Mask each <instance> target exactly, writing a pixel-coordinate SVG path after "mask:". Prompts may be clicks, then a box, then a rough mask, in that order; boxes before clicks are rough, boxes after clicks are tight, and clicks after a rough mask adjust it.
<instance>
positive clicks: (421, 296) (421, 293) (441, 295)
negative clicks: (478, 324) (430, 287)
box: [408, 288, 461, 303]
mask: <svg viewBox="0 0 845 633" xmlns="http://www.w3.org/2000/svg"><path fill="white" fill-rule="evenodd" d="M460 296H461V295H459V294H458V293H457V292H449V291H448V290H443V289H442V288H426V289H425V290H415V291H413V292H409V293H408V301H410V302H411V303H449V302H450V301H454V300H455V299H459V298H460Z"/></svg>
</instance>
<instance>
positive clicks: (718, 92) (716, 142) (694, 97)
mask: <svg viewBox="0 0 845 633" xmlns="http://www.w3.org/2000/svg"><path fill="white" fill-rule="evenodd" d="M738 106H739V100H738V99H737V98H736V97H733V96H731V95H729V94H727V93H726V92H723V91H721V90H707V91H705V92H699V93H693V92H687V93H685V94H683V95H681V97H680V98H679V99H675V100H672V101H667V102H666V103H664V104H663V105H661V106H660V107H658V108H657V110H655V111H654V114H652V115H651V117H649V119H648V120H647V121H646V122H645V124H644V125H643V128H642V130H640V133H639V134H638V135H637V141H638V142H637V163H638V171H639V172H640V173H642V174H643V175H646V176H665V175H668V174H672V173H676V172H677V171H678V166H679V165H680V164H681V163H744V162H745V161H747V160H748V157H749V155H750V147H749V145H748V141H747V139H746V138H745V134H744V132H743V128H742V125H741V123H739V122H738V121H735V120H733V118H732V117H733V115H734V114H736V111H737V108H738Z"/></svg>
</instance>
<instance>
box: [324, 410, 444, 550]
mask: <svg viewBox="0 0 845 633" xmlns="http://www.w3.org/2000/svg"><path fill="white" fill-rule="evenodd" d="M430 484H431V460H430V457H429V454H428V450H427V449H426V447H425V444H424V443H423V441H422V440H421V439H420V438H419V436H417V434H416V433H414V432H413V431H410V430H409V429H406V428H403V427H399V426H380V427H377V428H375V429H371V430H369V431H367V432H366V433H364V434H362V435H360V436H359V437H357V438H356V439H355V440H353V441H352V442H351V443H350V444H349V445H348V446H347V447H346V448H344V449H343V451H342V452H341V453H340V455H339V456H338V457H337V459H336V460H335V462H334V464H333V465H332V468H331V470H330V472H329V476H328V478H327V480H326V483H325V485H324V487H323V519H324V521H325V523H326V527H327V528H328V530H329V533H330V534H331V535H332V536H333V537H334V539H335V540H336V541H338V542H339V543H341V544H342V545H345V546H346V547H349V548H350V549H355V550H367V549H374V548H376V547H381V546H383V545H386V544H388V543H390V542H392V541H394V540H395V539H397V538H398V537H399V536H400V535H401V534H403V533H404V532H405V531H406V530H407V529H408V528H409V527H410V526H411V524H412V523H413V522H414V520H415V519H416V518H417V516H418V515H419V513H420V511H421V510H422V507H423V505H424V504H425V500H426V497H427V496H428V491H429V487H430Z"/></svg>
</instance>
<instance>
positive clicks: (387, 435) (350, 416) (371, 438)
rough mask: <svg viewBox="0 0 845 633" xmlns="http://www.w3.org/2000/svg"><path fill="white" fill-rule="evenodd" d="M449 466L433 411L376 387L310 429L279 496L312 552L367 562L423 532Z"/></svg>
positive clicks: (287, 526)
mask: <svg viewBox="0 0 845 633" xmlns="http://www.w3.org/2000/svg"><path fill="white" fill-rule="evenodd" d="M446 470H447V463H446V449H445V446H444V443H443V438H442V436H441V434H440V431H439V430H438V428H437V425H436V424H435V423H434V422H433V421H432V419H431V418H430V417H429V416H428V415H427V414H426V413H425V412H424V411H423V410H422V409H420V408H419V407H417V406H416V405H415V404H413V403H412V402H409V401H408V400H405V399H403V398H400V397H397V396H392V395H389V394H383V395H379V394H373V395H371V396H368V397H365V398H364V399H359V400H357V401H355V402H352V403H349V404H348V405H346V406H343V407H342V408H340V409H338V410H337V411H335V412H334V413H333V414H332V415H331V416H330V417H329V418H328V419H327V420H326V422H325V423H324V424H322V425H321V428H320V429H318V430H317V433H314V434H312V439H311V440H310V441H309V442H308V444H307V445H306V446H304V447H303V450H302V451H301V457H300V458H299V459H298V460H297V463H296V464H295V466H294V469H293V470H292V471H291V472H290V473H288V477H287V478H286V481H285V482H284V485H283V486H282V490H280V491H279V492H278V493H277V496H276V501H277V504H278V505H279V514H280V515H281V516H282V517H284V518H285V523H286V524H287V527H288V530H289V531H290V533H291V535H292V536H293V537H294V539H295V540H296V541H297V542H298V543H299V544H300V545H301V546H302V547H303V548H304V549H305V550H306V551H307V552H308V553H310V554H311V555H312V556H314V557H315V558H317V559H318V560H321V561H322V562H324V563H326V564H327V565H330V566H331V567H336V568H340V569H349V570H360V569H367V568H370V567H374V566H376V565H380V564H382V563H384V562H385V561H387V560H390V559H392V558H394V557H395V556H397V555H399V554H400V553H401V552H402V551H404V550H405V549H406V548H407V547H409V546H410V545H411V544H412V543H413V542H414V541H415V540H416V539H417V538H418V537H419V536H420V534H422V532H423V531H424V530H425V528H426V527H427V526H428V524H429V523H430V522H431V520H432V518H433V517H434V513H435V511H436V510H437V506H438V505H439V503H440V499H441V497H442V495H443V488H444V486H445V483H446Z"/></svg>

───

**PROBLEM REQUIREMENTS:**
Apply a filter for "rough" to the data above, then copy each line that matches.

**ANSWER AREA:**
Mask each <instance> target exactly, writing a pixel-coordinate SVG path after "mask:". Prompts may be clicks, then a box, then a rough mask, in that order; boxes before clicks are rough, boxes after clicks are tight, and clicks after a rough mask adjust it.
rough mask: <svg viewBox="0 0 845 633" xmlns="http://www.w3.org/2000/svg"><path fill="white" fill-rule="evenodd" d="M449 466L433 411L376 387L310 429L279 496L312 552L367 562L423 532Z"/></svg>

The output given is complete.